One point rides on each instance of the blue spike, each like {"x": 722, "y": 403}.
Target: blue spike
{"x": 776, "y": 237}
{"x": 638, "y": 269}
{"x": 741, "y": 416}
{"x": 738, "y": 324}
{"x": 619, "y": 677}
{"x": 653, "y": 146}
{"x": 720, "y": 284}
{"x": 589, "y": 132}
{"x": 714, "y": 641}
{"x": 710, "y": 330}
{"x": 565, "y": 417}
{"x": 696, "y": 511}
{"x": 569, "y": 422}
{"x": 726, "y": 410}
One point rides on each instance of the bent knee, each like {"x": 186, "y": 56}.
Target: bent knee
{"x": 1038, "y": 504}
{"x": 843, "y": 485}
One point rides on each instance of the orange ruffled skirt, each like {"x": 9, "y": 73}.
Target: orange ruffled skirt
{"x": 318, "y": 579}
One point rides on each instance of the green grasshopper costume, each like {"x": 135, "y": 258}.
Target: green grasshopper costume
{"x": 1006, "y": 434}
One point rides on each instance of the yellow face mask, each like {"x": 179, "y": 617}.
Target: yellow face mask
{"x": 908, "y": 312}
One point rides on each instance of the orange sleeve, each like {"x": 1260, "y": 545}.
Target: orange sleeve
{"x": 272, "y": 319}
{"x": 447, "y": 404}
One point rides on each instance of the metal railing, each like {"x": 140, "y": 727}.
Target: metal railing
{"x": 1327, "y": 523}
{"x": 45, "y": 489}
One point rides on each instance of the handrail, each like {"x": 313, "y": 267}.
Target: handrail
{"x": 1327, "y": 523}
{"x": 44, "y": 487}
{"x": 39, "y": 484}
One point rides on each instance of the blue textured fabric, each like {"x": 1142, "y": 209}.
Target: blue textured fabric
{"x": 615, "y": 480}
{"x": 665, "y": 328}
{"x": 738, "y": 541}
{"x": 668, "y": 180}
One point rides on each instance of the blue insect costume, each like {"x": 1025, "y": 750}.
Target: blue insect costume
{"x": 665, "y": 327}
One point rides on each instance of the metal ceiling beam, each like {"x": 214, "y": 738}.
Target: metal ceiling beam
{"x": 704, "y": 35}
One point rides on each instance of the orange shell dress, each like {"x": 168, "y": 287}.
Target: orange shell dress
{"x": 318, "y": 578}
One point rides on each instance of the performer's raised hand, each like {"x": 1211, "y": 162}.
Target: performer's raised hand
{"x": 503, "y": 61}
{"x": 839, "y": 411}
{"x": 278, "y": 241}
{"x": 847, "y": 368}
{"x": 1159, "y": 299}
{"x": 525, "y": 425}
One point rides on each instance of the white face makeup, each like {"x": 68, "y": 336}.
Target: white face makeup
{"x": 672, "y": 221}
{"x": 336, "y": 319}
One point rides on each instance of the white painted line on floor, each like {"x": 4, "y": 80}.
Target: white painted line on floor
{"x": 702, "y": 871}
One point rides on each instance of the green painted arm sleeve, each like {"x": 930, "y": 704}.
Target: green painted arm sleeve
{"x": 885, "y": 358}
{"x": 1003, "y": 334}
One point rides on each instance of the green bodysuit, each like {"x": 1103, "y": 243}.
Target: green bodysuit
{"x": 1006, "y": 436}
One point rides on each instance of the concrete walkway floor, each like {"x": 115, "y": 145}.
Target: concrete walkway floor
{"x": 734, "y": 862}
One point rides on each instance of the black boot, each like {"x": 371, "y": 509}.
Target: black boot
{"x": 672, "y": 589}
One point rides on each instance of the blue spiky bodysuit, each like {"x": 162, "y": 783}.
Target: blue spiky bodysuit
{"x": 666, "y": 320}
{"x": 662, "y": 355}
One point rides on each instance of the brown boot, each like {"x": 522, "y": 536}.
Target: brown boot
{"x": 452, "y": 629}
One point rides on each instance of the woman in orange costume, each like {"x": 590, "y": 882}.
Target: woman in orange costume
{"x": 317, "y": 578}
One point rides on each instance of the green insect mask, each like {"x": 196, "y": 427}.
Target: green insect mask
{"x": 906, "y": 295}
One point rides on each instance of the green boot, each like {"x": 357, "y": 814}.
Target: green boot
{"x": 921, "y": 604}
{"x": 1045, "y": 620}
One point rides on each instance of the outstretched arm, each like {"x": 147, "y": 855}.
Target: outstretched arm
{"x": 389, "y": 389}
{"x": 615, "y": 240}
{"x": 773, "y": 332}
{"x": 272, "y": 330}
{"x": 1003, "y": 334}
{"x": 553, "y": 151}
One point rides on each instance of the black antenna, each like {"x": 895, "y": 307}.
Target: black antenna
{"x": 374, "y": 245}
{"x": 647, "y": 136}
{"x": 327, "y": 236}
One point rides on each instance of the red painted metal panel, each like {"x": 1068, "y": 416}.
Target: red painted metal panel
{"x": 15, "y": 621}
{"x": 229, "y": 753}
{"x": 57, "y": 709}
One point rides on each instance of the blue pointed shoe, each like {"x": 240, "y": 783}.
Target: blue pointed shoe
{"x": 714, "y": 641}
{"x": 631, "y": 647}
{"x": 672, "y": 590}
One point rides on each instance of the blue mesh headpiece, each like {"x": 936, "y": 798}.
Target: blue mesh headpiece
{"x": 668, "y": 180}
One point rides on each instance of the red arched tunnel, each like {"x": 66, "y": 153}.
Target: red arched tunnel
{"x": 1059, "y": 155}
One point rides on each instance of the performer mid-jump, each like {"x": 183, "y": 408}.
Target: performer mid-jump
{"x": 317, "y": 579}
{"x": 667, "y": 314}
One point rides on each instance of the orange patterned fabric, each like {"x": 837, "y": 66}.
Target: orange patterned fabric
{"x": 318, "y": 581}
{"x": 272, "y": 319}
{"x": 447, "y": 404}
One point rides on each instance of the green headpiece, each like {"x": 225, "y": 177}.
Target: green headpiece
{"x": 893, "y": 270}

• • • • •

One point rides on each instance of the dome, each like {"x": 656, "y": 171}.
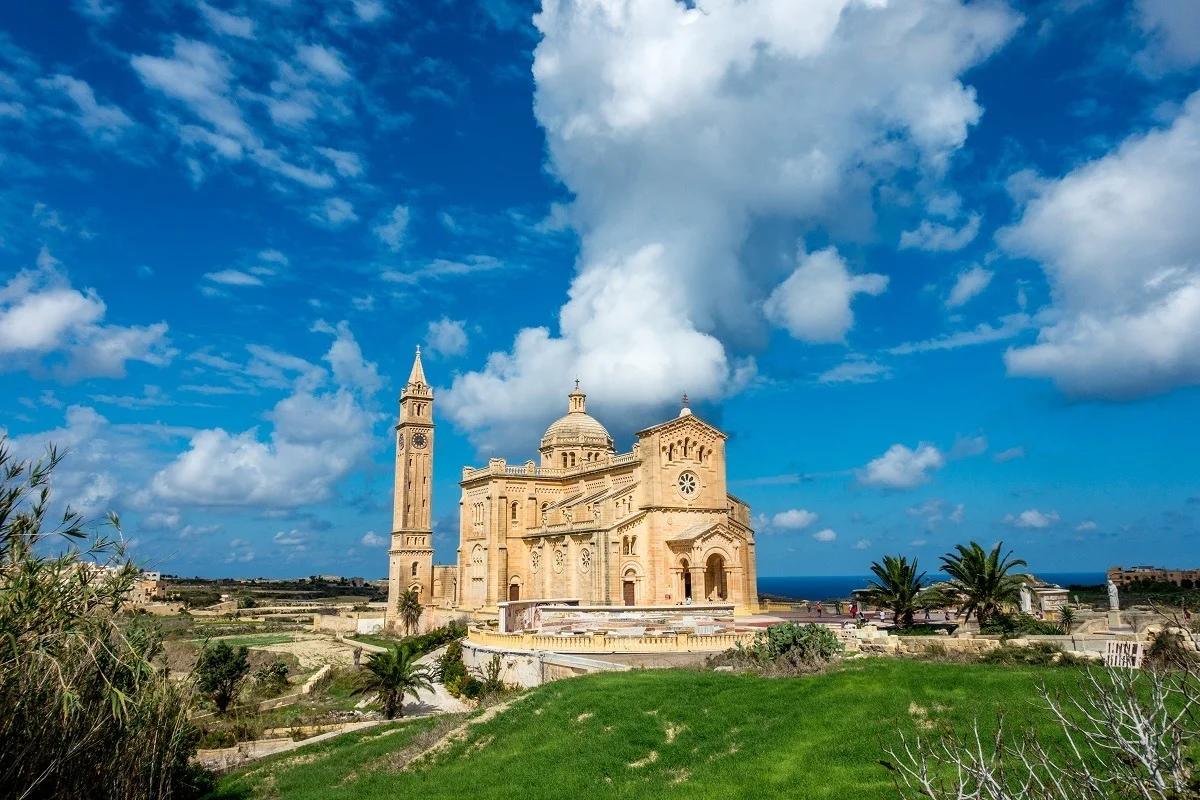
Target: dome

• • • • •

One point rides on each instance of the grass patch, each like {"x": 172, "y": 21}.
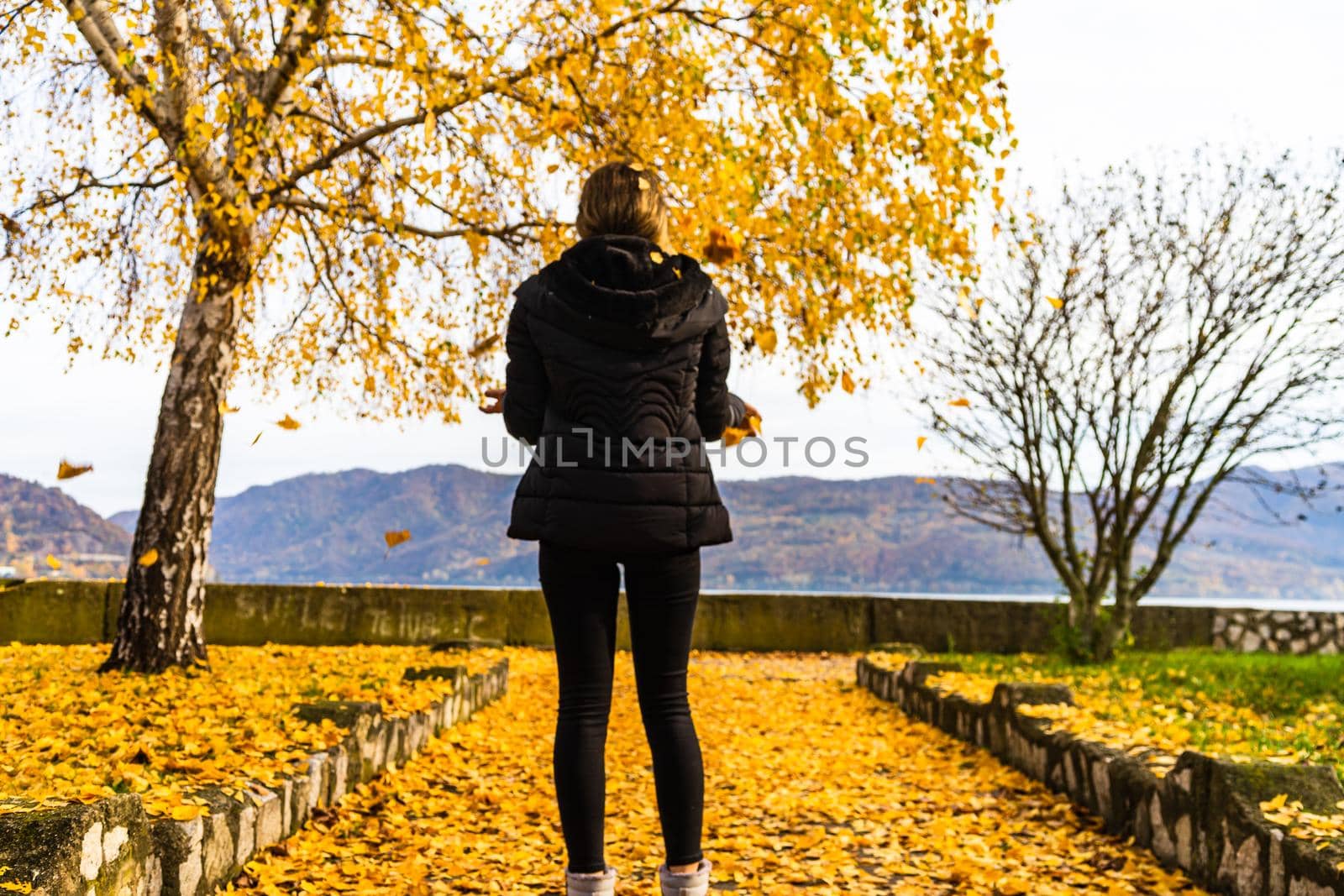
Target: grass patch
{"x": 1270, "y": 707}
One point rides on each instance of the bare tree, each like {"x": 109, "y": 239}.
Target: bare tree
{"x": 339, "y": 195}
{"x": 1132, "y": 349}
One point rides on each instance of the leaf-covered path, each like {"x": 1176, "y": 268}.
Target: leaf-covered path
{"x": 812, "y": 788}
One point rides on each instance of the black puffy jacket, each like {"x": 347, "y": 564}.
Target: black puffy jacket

• • • • •

→ **EXERCISE AIM**
Convert the lines from the one containing "One point rides on each instance of the bare" through the one containing "Target: black puffy jacket", both included, into a JSON list of strings with one string per line, omitting any blank lines.

→ **CORRECT OUTPUT**
[
  "One point rides on each instance of the bare tree, each like {\"x\": 109, \"y\": 239}.",
  "Target: bare tree",
  "{\"x\": 339, \"y\": 195}",
  "{\"x\": 1132, \"y\": 349}",
  "One point rides on each instance of the leaf-covered path, each like {\"x\": 1176, \"y\": 268}.",
  "Target: leaf-covered path",
  "{\"x\": 812, \"y\": 788}",
  "One point rides on each instance of the black puffy jacket, each like {\"x\": 347, \"y\": 564}.",
  "Target: black puffy jacket"
]